### Passage for review
What’s easy to see, Wilcox says, is that when confidence takes a sudden downturn, unemployment tends to ramp up sharply. The jobless rate shot to 10% in October 2009, from only 4.4% in mid-2007, because of fallout from the global financial crisis. Even the comparably mild recession of 2001 pushed unemployment to 5.7%, from 3.9%, within that calendar year; it continued rising until it peaked at 6.3% in mid-2003.
Many are asking now whether the spectacular collapse of Silicon Valley Bank and two other lenders in the past week will tip the US into recession. Economists so far are responding with a cautious “probably not.”
SVB, Signature Bank and Silvergate Bank, the three lenders that shut down in early March, were unusual in two related ways. Both their borrowers and depositors were heavily concentrated among technology companies. That sector expanded too rapidly during the pandemic and is already shedding workers, even as the rest of the economy continues to add jobs.
Additionally, the three banks had made significant purchases of long-term US Treasuries, a bet that surely looked safe after the onset of Covid-19, when the Fed lowered interest rates to almost zero and signaled it would keep them there for an extended period. But a sudden surge in inflation in 2021 and into 2022 forced the Fed into a series of aggressive rate hikes that slashed the market value of those long-term Treasuries.
A key question immediately following the takeover of SVB by federal regulators was whether other lenders were similarly exposed. Regulators decided on Sunday that the answer to that question was probably “yes” and acted preemptively to ward off additional bank runs by guaranteeing all uninsured deposits at SVB and Signature. The Fed also created an emergency lending facility and eased terms at its discount window, allowing banks to more easily access cash.
It also helps that regulations enacted after the global financial crisis imposed much stricter capital and liquidity requirements on the largest banks operating in the US, greatly reducing the likelihood that they would wobble under stress.
“This is not the Lehman moment,” says Neil Shearing, group chief economist at Capital Economics. “If this crisis were to end tomorrow, it is not going to be the event that causes the US economy to fall into a recession.” Still, midsize banks aren’t the only potential flashpoint. While not directly linked to US bank troubles, tetchy investors punished Credit Suisse Group AG’s stock and bonds on March 15 after its top shareholder rejected the idea of further cash injections into the long-suffering Swiss financial giant.
Julia Coronado, president of MacroPolicy Perspectives LLC and a former Fed economist, is most worried about how pension funds, insurers and other institutional investors in recent years have funneled an increasing share of their cash into private equity funds, which have in turn invested heavily in the tech sector. “It’s clearly an area where we don’t know what’s under the hood,” she says. “I’m not feeling confident, and we’re already dancing at the edge of financial stability.”
Given the strong message sent by regulators, Wilcox says he’s “reasonably confident” that investors and bank depositors will be reassured, the risk of contagion will be stamped out and this event won’t prove to be one that triggers recession. “But,” he adds, “it’s hard to be totally certain of anything once a crack has appeared in the facade.”

### Referring expression pointing data

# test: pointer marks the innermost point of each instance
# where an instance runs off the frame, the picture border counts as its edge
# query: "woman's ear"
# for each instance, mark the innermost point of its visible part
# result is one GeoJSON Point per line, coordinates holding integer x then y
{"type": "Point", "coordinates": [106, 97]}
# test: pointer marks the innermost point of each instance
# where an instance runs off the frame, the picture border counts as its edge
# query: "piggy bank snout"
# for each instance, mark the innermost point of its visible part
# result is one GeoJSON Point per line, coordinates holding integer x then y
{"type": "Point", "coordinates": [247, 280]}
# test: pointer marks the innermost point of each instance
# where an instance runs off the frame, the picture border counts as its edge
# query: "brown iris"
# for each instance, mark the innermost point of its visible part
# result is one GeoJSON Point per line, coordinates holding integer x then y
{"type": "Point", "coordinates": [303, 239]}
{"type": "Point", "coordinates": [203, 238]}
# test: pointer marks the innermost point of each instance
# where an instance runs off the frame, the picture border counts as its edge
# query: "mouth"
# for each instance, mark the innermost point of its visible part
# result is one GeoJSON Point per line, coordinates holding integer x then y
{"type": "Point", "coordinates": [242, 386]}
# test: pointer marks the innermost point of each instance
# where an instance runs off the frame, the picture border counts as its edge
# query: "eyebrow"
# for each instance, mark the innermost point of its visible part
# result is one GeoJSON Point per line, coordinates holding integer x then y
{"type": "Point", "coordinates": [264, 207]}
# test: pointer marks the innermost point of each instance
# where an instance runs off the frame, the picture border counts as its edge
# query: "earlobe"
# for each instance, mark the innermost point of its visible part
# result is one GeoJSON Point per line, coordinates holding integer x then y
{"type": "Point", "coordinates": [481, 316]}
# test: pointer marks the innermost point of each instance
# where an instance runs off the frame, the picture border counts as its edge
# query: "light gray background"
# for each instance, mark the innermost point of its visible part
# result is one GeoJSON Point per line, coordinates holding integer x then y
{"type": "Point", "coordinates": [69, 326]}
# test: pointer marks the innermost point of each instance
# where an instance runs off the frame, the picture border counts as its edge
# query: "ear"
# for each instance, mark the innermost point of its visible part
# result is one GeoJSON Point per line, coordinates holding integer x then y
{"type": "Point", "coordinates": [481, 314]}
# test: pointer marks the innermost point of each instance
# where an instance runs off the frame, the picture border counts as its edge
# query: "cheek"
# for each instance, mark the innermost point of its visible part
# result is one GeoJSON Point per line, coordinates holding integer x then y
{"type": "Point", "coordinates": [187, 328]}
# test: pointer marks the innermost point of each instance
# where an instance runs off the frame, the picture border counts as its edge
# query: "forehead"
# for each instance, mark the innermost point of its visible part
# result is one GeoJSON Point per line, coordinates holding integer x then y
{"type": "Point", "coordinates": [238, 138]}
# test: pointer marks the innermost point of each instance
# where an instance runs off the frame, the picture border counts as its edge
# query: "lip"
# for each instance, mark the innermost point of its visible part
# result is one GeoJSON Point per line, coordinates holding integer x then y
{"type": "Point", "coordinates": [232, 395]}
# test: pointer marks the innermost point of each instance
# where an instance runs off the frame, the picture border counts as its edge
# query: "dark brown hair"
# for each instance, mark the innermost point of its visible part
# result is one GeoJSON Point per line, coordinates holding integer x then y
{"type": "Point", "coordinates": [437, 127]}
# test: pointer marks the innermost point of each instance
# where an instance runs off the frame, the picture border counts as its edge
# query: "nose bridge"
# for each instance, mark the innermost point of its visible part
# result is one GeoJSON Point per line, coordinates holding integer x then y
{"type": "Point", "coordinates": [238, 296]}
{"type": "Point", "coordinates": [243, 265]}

### Work to complete
Render this sentence from the article on the bank failures in Spanish: "Economists so far are responding with a cautious “probably not.”"

### Written response
Hasta ahora, los economistas responden con un cauteloso «probablemente no».